Work required:
Reproduce the listing below in full, substituting "integer pixels" for every occurrence of "whole pixels" and leaving all other text unchanged.

--- Rows ---

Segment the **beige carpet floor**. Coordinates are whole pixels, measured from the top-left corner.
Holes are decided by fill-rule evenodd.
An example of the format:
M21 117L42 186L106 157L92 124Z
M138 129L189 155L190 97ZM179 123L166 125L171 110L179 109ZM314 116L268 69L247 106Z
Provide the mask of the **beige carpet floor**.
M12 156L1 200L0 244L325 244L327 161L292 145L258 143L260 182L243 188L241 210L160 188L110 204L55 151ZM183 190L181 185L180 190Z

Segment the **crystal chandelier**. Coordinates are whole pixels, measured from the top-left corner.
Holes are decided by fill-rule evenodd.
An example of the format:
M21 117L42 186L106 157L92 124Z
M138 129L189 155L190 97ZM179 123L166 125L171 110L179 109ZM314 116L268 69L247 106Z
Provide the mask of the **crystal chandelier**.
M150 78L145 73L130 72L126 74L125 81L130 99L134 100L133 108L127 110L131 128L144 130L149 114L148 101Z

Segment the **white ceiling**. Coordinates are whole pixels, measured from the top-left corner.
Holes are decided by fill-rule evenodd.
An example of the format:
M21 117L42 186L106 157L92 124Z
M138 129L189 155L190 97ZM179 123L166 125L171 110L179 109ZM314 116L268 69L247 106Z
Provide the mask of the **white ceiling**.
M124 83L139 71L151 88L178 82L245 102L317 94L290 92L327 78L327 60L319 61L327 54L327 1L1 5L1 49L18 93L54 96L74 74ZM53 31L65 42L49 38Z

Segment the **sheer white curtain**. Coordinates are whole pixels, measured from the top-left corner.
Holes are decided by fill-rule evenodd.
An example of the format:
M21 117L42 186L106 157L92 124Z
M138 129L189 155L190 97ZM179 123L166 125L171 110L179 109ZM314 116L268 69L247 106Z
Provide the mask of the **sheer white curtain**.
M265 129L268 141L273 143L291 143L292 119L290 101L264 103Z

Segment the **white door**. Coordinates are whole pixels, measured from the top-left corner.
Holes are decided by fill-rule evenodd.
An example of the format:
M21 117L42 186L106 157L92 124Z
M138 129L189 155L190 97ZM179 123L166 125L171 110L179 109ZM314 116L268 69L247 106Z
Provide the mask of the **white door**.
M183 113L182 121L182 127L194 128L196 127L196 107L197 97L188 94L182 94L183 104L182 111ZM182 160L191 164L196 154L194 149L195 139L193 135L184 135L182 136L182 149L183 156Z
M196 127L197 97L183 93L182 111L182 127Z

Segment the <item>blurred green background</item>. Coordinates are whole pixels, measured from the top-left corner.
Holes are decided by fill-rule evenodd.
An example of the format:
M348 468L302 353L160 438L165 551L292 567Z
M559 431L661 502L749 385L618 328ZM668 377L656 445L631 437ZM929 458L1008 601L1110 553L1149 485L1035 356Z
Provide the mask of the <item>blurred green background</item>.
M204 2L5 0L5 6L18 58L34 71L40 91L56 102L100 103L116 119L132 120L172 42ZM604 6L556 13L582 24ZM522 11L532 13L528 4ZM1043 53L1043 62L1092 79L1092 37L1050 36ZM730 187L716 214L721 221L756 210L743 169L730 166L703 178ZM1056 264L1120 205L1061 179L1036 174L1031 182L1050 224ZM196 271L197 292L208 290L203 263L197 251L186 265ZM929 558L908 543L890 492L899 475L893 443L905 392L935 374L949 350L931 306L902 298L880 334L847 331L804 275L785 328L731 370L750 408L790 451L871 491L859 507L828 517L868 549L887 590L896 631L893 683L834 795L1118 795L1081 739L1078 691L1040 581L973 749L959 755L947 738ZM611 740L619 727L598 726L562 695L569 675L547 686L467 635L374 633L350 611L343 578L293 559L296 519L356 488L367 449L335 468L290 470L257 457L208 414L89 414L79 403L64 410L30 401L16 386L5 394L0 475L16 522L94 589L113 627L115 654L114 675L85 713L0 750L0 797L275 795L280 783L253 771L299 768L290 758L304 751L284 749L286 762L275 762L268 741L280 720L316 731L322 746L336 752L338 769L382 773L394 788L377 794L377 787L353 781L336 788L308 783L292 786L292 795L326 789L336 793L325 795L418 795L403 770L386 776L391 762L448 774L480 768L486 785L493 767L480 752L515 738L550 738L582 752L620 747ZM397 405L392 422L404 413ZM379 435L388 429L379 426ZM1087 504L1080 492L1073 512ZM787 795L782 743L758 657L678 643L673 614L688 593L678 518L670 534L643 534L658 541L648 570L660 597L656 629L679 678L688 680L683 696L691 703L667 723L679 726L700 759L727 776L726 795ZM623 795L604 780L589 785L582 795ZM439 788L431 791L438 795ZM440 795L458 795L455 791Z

---

Result for this task:
Segment the **beige carpet floor**. Coordinates are integer pixels, measured from the top-left corner.
Holes are decided by fill-rule evenodd.
An example of the format:
M21 117L42 186L106 157L92 124Z
M138 129L189 155L190 97ZM179 123L166 125L171 110L179 109ZM314 116L268 69L247 106Z
Provide the mask of the **beige carpet floor**.
M12 156L1 200L0 244L325 244L327 161L292 145L258 143L260 182L243 188L241 210L160 188L110 204L55 151ZM183 190L181 185L180 190Z

Segment the **crystal chandelier**. Coordinates are integer pixels, measured from the top-left corner.
Holes are decided by fill-rule evenodd.
An example of the format:
M21 117L42 186L106 157L92 124Z
M138 129L189 155L190 97ZM179 123L166 125L171 110L179 109ZM314 116L268 69L247 106Z
Provide the mask of the **crystal chandelier**.
M150 78L145 73L130 72L126 74L125 81L130 99L134 100L133 108L127 110L131 128L144 130L149 114L148 101Z

Segment the **white ceiling**. Coordinates are integer pixels, measured from the top-left corner.
Holes are decided by fill-rule evenodd.
An example of the format:
M21 117L42 186L106 157L92 124Z
M138 129L189 155L190 97ZM179 123L166 125L171 110L179 109ZM314 116L268 69L247 106Z
Provide the mask of the **white ceiling**.
M124 83L139 71L151 88L178 82L245 102L317 94L290 92L327 78L327 60L319 61L327 54L327 1L1 5L1 49L18 93L54 96L74 74ZM53 31L65 42L49 38Z

Segment the **sheer white curtain**. Coordinates are integer pixels, measured from the top-left corner.
Holes are decided by fill-rule evenodd.
An example of the format:
M21 117L42 186L106 157L92 124Z
M138 129L189 155L190 97ZM179 123L166 125L171 110L179 109ZM314 116L268 69L247 106Z
Provide the mask of the **sheer white curtain**.
M265 129L268 141L273 143L291 143L292 119L290 101L264 103Z

Segment the **white door**. Coordinates are integer pixels, measured from the top-left corner.
Holes are decided by fill-rule evenodd.
An example of the format:
M21 117L42 186L106 157L92 124Z
M138 129L189 155L190 97ZM179 123L166 125L171 110L179 109ZM314 116L268 69L247 106Z
Provide the mask of the **white door**.
M183 113L182 121L182 127L194 128L196 127L196 107L197 97L188 94L182 94L183 104L182 111ZM182 160L191 164L196 154L194 149L195 139L193 135L184 135L182 136L182 149L183 156Z
M196 127L197 97L183 93L182 111L182 127Z

Segment the <item>blurred green background</item>. Coordinates are integer pixels, measured from the top-left corner.
Holes are decided by fill-rule evenodd.
An example of the format:
M348 468L302 353L160 438L165 551L292 567Z
M559 431L661 502L749 385L618 328ZM668 377L656 445L631 437ZM929 458L1008 601L1110 553L1149 485L1035 356Z
Provide the mask of the <item>blurred green background</item>.
M204 2L5 0L5 6L18 58L34 71L40 91L56 102L100 103L116 119L132 120L172 42ZM604 6L556 13L582 24ZM522 11L532 13L528 4ZM1043 53L1043 62L1092 79L1092 37L1050 36ZM730 187L716 214L721 221L756 210L743 169L730 166L703 178ZM1056 264L1120 205L1061 179L1036 174L1031 182L1050 224ZM196 271L197 292L208 290L203 263L197 251L186 265ZM929 558L908 543L890 492L899 475L893 443L905 392L935 374L949 350L931 306L902 298L880 334L847 331L804 275L785 328L731 370L750 408L790 451L871 491L859 507L828 517L868 549L887 590L896 631L893 683L834 795L1118 795L1081 739L1078 691L1040 581L973 749L959 755L947 738ZM611 740L619 727L598 726L562 695L569 675L547 686L467 635L374 633L350 611L343 578L293 559L296 519L356 488L367 449L335 468L290 470L257 457L208 414L89 414L79 403L64 410L30 401L16 386L5 394L0 475L16 522L94 589L113 627L115 654L114 675L85 713L0 750L0 797L275 795L280 783L253 771L299 768L290 758L304 751L284 749L286 762L275 762L268 741L280 720L316 731L322 746L336 752L338 769L382 773L394 788L377 794L377 787L353 781L336 788L308 783L292 786L292 795L326 789L336 793L325 795L418 795L403 770L386 776L391 762L448 774L480 768L486 785L493 767L480 752L515 738L550 738L582 752L620 747ZM397 405L392 422L404 413ZM379 435L388 429L379 426ZM1087 504L1080 492L1073 512ZM787 795L782 743L758 657L678 643L673 614L688 593L678 518L670 534L643 534L658 541L648 570L660 597L656 629L679 678L688 680L683 696L691 703L667 723L679 726L700 759L727 776L726 795ZM623 795L604 780L589 785L582 795ZM439 788L431 791L438 795ZM440 795L458 795L455 791Z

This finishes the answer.